- **Source document**

Happy End
Two times Cannes winner, Michael Haneke, hits again with yet another nihilist film that attacks the middle-upper class. Focusing on a bourgeois family in the north of France, the Laurents, each member representing a different aspect of society's faults, the director explores the cold modern relationships between people that are supposed to care for each other.
Jean-Luis Trintignant and Isabelle Huppert repeat as father and daughter after the laureated Amour. Trintignant (his character is again called George) is the patriarch of a rich family, who is suffering the effects of senility, and that constantly has "accidents" that put at risk his life. Just as he did in Amour, Haneke explores difficult existential topics, such as the right to decide about the termination of one's life and assisted death for compassion. As an elderly character who is less and less in control of himself, George's only desire is to put an end to his suffering, but he is firmly opposed by his family, who want to see him alive to celebrate his 80th birthday.

- **Required action 1**
Retype everything in the Happy End review from "Jean-Luis Trintignant and" down to "his 80th birthday.".
- **Required action 2**
Name every real filmmaker or actor mentioned in the Happy End review.
- **Required action 3**
Pick up the Happy End review where it stops and keep writing it.

- **Material provided**
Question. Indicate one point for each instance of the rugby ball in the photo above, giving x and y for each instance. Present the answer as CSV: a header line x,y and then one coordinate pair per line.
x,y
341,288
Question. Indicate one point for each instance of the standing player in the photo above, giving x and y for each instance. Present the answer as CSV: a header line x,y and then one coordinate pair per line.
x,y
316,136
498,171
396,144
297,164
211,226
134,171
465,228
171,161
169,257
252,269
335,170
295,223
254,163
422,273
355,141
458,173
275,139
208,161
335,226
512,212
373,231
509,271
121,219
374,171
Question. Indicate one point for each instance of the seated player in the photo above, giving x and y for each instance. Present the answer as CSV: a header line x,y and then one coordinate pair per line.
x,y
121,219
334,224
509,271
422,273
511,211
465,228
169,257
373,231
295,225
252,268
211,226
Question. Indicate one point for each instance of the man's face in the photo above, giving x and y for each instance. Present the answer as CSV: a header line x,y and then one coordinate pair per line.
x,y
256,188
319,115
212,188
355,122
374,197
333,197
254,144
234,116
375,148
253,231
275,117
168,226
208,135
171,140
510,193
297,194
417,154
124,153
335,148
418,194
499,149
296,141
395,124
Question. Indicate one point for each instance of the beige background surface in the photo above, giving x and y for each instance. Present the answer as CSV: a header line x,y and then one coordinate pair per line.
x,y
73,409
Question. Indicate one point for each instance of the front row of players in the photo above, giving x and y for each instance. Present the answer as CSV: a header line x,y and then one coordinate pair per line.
...
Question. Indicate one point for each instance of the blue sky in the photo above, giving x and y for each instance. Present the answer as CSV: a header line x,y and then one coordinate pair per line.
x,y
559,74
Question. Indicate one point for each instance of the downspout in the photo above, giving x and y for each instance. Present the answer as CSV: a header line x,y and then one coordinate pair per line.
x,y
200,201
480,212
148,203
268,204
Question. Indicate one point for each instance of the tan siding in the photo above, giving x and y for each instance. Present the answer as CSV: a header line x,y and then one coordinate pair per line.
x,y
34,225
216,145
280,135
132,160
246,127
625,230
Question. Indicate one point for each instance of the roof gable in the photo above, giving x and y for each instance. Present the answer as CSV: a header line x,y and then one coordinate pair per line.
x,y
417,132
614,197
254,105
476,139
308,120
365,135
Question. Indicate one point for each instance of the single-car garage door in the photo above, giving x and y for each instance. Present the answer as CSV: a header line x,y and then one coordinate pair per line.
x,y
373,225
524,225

- **Answer section 1**
Jean-Luis Trintignant and Isabelle Huppert repeat as father and daughter after the laureated Amour. Trintignant (his character is again called George) is the patriarch of a rich family, who is suffering the effects of senility, and that constantly has "accidents" that put at risk his life. Just as he did in Amour, Haneke explores difficult existential topics, such as the right to decide about the termination of one's life and assisted death for compassion. As an elderly character who is less and less in control of himself, George's only desire is to put an end to his suffering, but he is firmly opposed by his family, who want to see him alive to celebrate his 80th birthday.

- **Answer section 2**
Michael Haneke
Jean-Luis Trintignant
Isabelle Huppert

- **Answer section 3**
But George is not the only character with morbid fantasies. The young Ève, his grand-daughter also flirts with her own death, and Haneke is merciless in his portrayal of a prepubescent girl, never condescending at infantilizing her. On the contrary, we are very able to see her complex personality; it's a Virgin Suicide in the age of Snapchat stories. Fantine Harduin exceeds expectations: in a film full of legendary actors offering amazing performances, she is the one who steals the show.
George's children are hopeless as well. Isabelle Huppert plays Anne, a business woman who has to deal with the accident on one of her construction sites that cost the life of an immigrant worker, and with her own son, a young man very unfit to inherit the family business. Her brother, Thomas (played by Matthieu Kassovitz), has to take care of Ève after his ex-wife ended up in hospital from an overdose of anti-depression pills, and even if he now has a lovely new wife and a new-born, he exchanges spicy messages online with a new lover. In short, this family is forced to live together, but the affection existing in between them seems to be fake, at its best, or inexistent at its worst.
Haneke, again, takes a voyeuristic approach to portray the life of this family. Wide static long shots abound, a style very characteristic of him; but the stylistic novelty in Happy End is that we are treated to Snapchat histories, YouTube videos and Facebook chats as if the cinema screen was our own mobile device, as a meta-comment on how technology alienates people: Thomas texts his lover about intense fetish sexual acts, but then appears in his bed with a straight face while typing them.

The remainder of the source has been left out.